╭─ Source information
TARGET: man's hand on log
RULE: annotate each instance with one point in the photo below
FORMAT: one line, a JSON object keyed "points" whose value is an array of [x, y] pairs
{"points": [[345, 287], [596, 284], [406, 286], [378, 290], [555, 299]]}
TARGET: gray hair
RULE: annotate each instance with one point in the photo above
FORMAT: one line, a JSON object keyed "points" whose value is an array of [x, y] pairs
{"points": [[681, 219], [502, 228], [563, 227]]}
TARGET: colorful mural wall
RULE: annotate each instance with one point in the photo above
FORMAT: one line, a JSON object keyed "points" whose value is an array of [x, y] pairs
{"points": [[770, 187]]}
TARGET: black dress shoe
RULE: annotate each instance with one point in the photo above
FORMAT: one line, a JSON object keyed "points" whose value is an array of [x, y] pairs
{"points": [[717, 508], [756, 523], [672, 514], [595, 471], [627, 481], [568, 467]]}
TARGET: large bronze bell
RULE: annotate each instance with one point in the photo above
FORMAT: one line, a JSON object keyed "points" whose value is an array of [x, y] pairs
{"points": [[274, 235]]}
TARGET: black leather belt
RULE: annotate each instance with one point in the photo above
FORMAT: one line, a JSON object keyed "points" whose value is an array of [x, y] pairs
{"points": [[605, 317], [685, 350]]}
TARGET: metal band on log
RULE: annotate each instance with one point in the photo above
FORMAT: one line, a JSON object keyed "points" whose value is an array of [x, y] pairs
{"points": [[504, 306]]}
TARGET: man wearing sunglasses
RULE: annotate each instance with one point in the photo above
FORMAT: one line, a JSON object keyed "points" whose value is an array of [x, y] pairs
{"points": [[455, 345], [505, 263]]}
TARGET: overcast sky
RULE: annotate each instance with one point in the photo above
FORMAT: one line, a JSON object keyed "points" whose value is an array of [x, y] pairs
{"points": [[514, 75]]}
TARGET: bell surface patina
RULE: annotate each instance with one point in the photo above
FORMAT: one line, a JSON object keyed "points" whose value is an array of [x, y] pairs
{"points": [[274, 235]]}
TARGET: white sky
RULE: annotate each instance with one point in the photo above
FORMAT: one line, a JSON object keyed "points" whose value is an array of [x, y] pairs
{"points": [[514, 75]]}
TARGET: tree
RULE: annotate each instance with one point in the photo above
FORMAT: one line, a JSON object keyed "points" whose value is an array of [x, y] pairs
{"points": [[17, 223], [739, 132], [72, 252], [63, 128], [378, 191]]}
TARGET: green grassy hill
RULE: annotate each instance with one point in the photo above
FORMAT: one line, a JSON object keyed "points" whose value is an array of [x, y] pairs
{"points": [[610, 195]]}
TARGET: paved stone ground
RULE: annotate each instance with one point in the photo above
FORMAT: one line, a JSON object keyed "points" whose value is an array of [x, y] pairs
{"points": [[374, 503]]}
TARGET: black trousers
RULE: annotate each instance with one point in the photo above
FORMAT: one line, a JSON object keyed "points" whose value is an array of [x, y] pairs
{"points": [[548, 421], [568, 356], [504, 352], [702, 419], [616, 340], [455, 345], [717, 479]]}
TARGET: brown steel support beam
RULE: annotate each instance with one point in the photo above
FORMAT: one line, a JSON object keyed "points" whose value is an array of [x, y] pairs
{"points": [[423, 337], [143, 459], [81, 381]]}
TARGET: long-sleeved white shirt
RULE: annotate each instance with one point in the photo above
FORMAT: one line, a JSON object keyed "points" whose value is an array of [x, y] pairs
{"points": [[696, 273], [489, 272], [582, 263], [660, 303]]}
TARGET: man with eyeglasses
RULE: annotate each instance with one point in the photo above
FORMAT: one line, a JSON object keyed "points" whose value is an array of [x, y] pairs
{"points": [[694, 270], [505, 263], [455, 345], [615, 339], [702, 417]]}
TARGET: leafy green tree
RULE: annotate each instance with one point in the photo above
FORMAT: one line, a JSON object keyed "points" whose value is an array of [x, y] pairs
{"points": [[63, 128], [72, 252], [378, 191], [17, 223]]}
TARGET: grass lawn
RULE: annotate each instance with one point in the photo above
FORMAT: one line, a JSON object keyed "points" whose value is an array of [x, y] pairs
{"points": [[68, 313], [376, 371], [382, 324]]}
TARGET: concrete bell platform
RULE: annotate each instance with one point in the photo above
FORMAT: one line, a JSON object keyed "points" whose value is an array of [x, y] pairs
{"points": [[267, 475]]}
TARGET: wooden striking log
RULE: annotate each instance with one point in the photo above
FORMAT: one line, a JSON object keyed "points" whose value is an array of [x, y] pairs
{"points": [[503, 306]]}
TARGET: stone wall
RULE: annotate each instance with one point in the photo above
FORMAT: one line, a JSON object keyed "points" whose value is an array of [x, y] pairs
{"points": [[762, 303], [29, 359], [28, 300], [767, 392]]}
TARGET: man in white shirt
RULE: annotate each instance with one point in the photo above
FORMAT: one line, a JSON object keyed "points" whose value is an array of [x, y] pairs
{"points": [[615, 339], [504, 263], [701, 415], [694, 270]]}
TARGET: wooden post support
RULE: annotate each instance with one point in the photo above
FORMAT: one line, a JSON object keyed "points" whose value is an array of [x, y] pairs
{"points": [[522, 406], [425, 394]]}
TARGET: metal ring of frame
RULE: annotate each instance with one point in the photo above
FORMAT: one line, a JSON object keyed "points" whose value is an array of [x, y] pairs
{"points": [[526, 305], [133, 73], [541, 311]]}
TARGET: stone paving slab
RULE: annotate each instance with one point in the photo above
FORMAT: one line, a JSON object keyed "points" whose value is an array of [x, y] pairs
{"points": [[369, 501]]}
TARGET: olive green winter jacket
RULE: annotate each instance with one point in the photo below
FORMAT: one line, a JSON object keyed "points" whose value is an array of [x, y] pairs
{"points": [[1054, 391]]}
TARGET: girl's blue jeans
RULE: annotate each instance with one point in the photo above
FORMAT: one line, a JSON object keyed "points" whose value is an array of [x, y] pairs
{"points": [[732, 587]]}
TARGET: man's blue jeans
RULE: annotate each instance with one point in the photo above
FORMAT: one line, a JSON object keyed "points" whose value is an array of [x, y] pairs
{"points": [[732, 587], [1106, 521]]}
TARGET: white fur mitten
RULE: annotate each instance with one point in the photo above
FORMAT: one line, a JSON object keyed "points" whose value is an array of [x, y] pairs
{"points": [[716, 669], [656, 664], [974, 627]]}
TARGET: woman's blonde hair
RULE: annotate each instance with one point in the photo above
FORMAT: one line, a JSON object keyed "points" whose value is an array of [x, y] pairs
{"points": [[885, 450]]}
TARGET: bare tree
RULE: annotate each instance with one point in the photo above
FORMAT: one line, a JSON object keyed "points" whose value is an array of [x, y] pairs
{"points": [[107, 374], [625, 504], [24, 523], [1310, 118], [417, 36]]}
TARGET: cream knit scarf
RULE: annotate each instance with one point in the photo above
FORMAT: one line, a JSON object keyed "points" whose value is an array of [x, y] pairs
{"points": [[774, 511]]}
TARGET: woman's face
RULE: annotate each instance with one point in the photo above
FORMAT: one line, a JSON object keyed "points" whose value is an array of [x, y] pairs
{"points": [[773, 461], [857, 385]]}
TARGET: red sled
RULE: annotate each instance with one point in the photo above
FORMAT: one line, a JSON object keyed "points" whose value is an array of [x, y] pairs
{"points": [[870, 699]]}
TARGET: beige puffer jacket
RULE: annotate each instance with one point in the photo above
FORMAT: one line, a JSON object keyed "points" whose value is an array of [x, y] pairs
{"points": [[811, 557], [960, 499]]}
╰─
Task details -> Line by line, reproduce the data exactly as given.

Task response ->
TARGET: man's hand on log
RULE: annotate each instance with one point in the photo below
FORMAT: one line, a JSON object keyed "points" whose value is an array of [x, y] pairs
{"points": [[345, 287], [596, 284], [406, 286], [378, 290], [555, 299]]}
TARGET: gray hair
RULE: annotate each instance with one point in the photo above
FORMAT: one line, a JSON object keyed "points" whose value is an array of [x, y] pairs
{"points": [[681, 219], [502, 228], [563, 227]]}
TARGET: colorful mural wall
RULE: annotate each instance with one point in the photo above
FORMAT: one line, a JSON object keyed "points" whose value is an array of [x, y] pairs
{"points": [[770, 187]]}
TARGET: black dress shoe
RULE: annotate each instance with one point in the photo above
FORMAT: one line, a JSON object keyed "points" whose value is an array of [x, y] pairs
{"points": [[717, 508], [756, 523], [672, 514], [595, 471], [627, 481], [568, 467]]}
TARGET: large bronze bell
RULE: annotate each instance with one point in the photo above
FORMAT: one line, a JSON object keyed "points" whose value is an array of [x, y] pairs
{"points": [[274, 235]]}
TARGET: black leather belt
RULE: annotate each instance with one point in the photo above
FORMAT: one line, a JSON object keyed "points" whose value is an array of [x, y] pairs
{"points": [[605, 317], [685, 350]]}
TARGET: metal band on log
RULE: annotate each instance with one point in the photo above
FORMAT: one line, a JSON object keyed "points" whose value is an array of [x, y] pairs
{"points": [[504, 306]]}
TARGET: man wearing sunglasses
RULE: annotate each instance with one point in the photo above
FORMAT: one line, a JSON object keyed "points" whose value is an array of [x, y] pairs
{"points": [[455, 345], [505, 263]]}
TARGET: overcast sky
RULE: annotate each instance with one point in the photo above
FORMAT: one line, a JSON object keyed "points" whose value is an array of [x, y] pairs
{"points": [[514, 75]]}
TARGET: bell surface patina
RULE: annotate each instance with one point in the photo above
FORMAT: one line, a JSON object keyed "points" whose value is an array of [x, y] pairs
{"points": [[274, 235]]}
TARGET: white sky
RULE: annotate each instance with one point in the photo above
FORMAT: one line, a JSON object keyed "points" whose value is an array of [x, y] pairs
{"points": [[514, 75]]}
TARGET: tree
RULE: annotate each instance with one point in the photo above
FORMAT: one line, a JSON object keyed "points" whose value is an array of [x, y] pairs
{"points": [[17, 223], [739, 132], [72, 252], [63, 128], [378, 191]]}
TARGET: green grassy hill
RULE: annotate each instance with one point in the photo above
FORMAT: one line, a JSON object keyed "points" whose value is an array of [x, y] pairs
{"points": [[610, 195]]}
TARGET: paved stone ground
RULE: annotate each instance with one point in the photo above
FORMAT: one line, a JSON object keyed "points" whose value is an array of [x, y] pairs
{"points": [[374, 503]]}
TARGET: black trousers
RULE: annotate each instance with one point in the photo above
FORMAT: one line, a JSON object keyed "points" whose value is an array of [x, y] pairs
{"points": [[548, 421], [568, 356], [504, 352], [702, 419], [616, 340], [455, 345], [717, 479]]}
TARGET: brown steel support beam
RULE: annotate each instance with one point in the photo above
FORMAT: one line, a JSON object keyed "points" whose value is an array of [x, y] pairs
{"points": [[423, 337], [143, 459], [81, 381]]}
TARGET: long-sleeved white shirt
RULE: annotate each instance with one point in the photo above
FORMAT: one line, a JSON object keyed "points" whose value is an array of [x, y] pairs
{"points": [[696, 273], [489, 272], [582, 263], [660, 303]]}
TARGET: man with eyeglasses
RULE: annotate each instance with one point in the photo above
FORMAT: one line, a JSON object keyed "points" whose value is an array of [x, y] pairs
{"points": [[694, 270], [505, 263], [455, 345], [615, 339], [702, 417]]}
TARGET: leafy green tree
RULE: annotate each instance with one point in the photo above
FORMAT: one line, a JSON object keyed "points" whose value is an array of [x, y] pairs
{"points": [[63, 128], [72, 252], [378, 191], [17, 223]]}
TARGET: grass lawn
RULE: annotate each instance with one point in the photo above
FORMAT: one line, a JSON object keyed "points" whose value is an array of [x, y] pairs
{"points": [[68, 313], [376, 371], [382, 324]]}
TARGET: concrete bell platform
RULE: annotate each instance with one point in the photo above
FORMAT: one line, a JSON object keyed "points" whose value is an array of [x, y] pairs
{"points": [[267, 475]]}
TARGET: wooden striking log
RULE: annotate each instance with one point in the photo above
FORMAT: one line, a JSON object keyed "points" whose value is an array of [x, y] pairs
{"points": [[503, 306]]}
TARGET: stone wall
RULE: annotate each instance with one point in the photo above
FORMAT: one line, a JSON object keyed "points" whose value is an array of [x, y] pairs
{"points": [[762, 303], [29, 359], [28, 300], [767, 392]]}
TARGET: man in white shirt
RULE: annotate each instance with one point in the photo above
FORMAT: one line, a JSON object keyed "points" whose value is an array of [x, y] pairs
{"points": [[615, 339], [504, 263], [701, 415], [694, 270]]}
TARGET: wooden post support
RULE: annotate each instance with one point in the photo above
FORMAT: one line, a JSON object keyed "points" whose value is an array of [x, y] pairs
{"points": [[522, 406], [425, 394]]}
TARGET: metal ring of frame
RULE: annotate each instance with one point in the photo above
FORMAT: one line, a JSON object keyed "points" whose value is an array of [x, y] pairs
{"points": [[526, 305], [133, 73], [541, 311]]}
TARGET: stone paving slab
RULE: annotate each instance with one point in the photo above
FORMAT: one line, a JSON object keyed "points" whose value is an array of [x, y] pairs
{"points": [[369, 501]]}
TARGET: olive green winter jacket
RULE: annotate each instance with one point in the photo below
FORMAT: one line, a JSON object keyed "points" whose value is an array of [x, y] pairs
{"points": [[1054, 391]]}
TARGET: girl's blue jeans
RULE: annotate each instance with one point in the photo above
FORMAT: one line, a JSON object keyed "points" whose value is an array of [x, y] pairs
{"points": [[732, 587]]}
TARGET: man's blue jeans
RULE: annotate each instance with one point in the photo above
FORMAT: one line, a JSON object keyed "points" whose value is an array of [x, y] pairs
{"points": [[732, 587], [1106, 521]]}
TARGET: white fur mitten
RULE: annotate each instance with one point in the photo above
FORMAT: one line, a JSON object keyed "points" whose value is an array of [x, y] pairs
{"points": [[716, 669], [656, 664], [974, 627]]}
TARGET: woman's blonde hair
RULE: annotate each instance with one point in the photo above
FORMAT: one line, a JSON object keyed "points" whose value is an array of [x, y] pairs
{"points": [[885, 450]]}
TARGET: bare tree
RULE: annotate each instance with one point in the photo above
FORMAT: one line, a JSON object keyed "points" whose value is an array of [x, y] pairs
{"points": [[107, 374], [625, 504], [24, 523], [1310, 118], [417, 36]]}
TARGET: cream knit scarf
RULE: annotate each instance with one point in the photo above
FORMAT: one line, a JSON object keyed "points" whose value is an array of [x, y] pairs
{"points": [[774, 511]]}
TARGET: woman's face
RULE: annotate each instance with one point in the photo above
FORMAT: one line, a JSON object keyed "points" whose value is an array of [x, y] pairs
{"points": [[773, 461], [857, 385]]}
TARGET: red sled
RULE: annotate each instance with one point in the photo above
FORMAT: one line, a JSON object keyed "points" whose value is an array of [x, y] pairs
{"points": [[870, 699]]}
TARGET: beige puffer jacket
RULE: annotate each instance with one point in the photo above
FORMAT: one line, a JSON object keyed "points" whose value is an array of [x, y] pairs
{"points": [[811, 557], [960, 499]]}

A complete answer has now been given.